[Stored items]
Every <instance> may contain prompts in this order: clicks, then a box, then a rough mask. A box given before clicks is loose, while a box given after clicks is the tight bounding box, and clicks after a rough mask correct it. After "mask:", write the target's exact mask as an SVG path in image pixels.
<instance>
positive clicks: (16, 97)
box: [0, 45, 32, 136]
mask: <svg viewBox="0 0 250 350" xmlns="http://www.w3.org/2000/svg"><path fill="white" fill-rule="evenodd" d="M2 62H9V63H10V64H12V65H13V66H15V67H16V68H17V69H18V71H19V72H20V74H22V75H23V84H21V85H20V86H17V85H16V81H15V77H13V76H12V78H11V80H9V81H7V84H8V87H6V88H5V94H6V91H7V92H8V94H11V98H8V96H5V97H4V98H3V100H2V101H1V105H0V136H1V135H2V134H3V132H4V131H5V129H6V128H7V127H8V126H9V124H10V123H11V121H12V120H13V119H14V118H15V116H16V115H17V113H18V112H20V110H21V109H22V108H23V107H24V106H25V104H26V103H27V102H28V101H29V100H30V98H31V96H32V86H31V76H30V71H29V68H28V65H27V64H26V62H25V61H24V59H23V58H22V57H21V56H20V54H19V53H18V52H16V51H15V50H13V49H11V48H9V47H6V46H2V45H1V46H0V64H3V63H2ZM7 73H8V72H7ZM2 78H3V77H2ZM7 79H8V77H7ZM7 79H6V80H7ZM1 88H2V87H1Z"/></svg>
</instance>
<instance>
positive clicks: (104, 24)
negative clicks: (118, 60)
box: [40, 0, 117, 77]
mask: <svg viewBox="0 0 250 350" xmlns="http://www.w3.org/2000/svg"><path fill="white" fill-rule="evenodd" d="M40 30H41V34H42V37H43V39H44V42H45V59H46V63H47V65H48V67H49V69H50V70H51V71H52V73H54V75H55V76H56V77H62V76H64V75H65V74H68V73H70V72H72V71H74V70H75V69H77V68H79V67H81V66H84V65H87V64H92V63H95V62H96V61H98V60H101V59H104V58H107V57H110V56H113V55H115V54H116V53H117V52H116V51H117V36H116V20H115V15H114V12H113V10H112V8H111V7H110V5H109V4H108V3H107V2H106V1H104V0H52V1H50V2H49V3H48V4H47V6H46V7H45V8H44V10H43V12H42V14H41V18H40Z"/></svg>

** WHAT IS BEING ASKED **
Go over the data and return every line that includes the word "clicks".

** SOLUTION TO THIS PROBLEM **
Every <instance> may contain prompts in this order: clicks, then a box, then a rough mask. A box given before clicks is loose, while a box given after clicks is the tight bounding box, and clicks after a rough mask correct it. After "mask:", write the target's exact mask as an SVG path in image pixels.
positive clicks: (16, 97)
positive clicks: (104, 24)
negative clicks: (118, 60)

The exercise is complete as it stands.